Text section:

*** Begin section ***

Do you have the mark of Cain? Take your right hand, lay it palm up, and relax it. Fold the fingers of this hand a little toward you. Can you see one continuous crease that goes all the way across the top of your palm? Or do you see two main creases that do not join together? If you have a single palmar crease, bad luck. According to Lombroso, you have the atavistic stigmata that makes you an evolutionary throwback to lower species.
Now take off your shoes and socks, stand up, and look down at your feet. Do you see a big gap between the first and second toe? If you do things are not looking good—another strike against you. There are others. If you want to see if you have one that I have, stick your tongue out and look at it in the mirror. Do you see a fissure—a line running down the middle of it? Another mark of Cain.
It sounds completely ridiculous—yet there is some veracity to Lombroso’s claims. The “stigmata” outlined above are just three of a number of what are now called “minor physical anomalies.” These anomalies have been associated with disorders of pregnancy and are thought to be a marker for fetal neural maldevelopment at about the third or fourth months of pregnancy. For example, during fetal development your ears sit relatively low on your head, but they begin to drift up to their normal positions at about four months of development. If disruption occurs to fetal brain development at this time, there is incomplete embryonic migration of the ear anlage—essentially, the ears will not migrate to their normal position, resulting in low-seated ears.39 These anomalies are viewed as indirect markers of abnormal brain development. If you want to have a quick look in the mirror at yourself, is the point where your ear connects to your head below your eyes? If so take another gulp.

*** End section ***

Description of the task: Reproduce the passage on minor physical anomalies from "Do you have" up to and including "mark of Cain.".

Information given:
*** Begin section ***

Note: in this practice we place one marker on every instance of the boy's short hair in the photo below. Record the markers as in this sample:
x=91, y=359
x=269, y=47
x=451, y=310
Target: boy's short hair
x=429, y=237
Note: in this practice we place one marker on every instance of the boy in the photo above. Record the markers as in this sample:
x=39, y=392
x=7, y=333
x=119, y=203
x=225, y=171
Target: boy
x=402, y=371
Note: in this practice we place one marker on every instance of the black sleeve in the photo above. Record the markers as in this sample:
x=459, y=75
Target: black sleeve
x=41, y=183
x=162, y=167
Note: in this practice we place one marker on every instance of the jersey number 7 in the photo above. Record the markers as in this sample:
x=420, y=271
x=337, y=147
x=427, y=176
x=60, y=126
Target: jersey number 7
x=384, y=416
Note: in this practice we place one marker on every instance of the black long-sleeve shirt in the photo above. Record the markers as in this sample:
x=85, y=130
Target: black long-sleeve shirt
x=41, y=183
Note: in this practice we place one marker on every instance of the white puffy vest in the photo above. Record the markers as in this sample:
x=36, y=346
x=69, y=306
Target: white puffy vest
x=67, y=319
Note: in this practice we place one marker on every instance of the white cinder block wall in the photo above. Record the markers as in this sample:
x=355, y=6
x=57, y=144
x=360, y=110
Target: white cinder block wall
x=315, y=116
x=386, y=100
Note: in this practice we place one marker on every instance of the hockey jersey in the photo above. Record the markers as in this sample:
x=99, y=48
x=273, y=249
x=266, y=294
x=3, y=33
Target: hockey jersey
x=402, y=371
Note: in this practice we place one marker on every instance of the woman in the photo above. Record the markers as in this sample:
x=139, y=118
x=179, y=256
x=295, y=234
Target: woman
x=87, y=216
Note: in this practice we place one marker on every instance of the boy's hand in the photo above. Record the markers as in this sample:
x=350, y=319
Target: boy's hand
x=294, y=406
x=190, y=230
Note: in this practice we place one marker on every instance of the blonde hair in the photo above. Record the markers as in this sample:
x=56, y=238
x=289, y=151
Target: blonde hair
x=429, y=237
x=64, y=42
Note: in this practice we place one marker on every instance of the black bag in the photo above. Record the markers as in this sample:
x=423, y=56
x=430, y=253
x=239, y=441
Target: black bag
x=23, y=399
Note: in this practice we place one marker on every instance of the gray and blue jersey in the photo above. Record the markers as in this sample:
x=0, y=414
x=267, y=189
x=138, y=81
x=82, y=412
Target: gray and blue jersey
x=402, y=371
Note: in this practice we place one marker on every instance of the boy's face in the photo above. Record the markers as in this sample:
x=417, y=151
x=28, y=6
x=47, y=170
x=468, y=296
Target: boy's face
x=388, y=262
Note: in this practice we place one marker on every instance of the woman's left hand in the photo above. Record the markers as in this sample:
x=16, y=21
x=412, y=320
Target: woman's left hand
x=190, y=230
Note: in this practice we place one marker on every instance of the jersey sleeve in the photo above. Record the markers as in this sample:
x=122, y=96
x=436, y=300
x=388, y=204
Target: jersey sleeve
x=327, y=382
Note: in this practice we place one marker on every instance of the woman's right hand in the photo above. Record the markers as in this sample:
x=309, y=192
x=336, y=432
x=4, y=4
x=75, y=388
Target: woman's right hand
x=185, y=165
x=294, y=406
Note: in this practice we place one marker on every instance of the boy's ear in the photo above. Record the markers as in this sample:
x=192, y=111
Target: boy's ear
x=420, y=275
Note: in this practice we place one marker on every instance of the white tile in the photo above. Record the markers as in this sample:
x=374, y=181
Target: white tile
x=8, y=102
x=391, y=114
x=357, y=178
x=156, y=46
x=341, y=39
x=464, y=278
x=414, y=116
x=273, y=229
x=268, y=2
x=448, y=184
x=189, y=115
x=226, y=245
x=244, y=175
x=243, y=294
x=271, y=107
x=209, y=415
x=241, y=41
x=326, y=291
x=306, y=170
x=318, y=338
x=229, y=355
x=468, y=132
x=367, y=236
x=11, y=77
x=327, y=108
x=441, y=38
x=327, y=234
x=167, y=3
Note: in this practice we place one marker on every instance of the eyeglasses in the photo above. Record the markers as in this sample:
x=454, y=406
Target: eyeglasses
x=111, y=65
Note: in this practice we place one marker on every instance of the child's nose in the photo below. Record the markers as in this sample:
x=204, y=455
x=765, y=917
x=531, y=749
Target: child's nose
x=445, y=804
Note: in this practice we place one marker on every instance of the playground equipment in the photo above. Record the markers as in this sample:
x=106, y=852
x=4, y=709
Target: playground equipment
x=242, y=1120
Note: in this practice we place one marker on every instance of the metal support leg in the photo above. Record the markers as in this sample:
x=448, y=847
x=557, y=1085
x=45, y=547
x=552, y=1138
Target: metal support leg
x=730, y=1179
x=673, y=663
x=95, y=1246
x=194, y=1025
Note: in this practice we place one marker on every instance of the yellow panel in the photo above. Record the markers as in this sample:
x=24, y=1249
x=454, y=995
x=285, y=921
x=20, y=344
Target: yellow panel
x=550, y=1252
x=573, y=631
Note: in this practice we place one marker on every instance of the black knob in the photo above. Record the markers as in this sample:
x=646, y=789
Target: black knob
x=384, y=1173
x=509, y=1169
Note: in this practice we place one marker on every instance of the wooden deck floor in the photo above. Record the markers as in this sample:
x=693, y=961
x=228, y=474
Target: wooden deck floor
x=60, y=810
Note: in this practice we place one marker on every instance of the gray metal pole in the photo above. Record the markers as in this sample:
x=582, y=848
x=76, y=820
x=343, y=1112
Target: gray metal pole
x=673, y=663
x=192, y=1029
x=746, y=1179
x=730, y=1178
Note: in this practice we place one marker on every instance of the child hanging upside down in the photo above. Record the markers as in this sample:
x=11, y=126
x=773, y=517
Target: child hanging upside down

*** End section ***

Reply:
Do you have the mark of Cain? Take your right hand, lay it palm up, and relax it. Fold the fingers of this hand a little toward you. Can you see one continuous crease that goes all the way across the top of your palm? Or do you see two main creases that do not join together? If you have a single palmar crease, bad luck. According to Lombroso, you have the atavistic stigmata that makes you an evolutionary throwback to lower species.
Now take off your shoes and socks, stand up, and look down at your feet. Do you see a big gap between the first and second toe? If you do things are not looking good—another strike against you. There are others. If you want to see if you have one that I have, stick your tongue out and look at it in the mirror. Do you see a fissure—a line running down the middle of it? Another mark of Cain.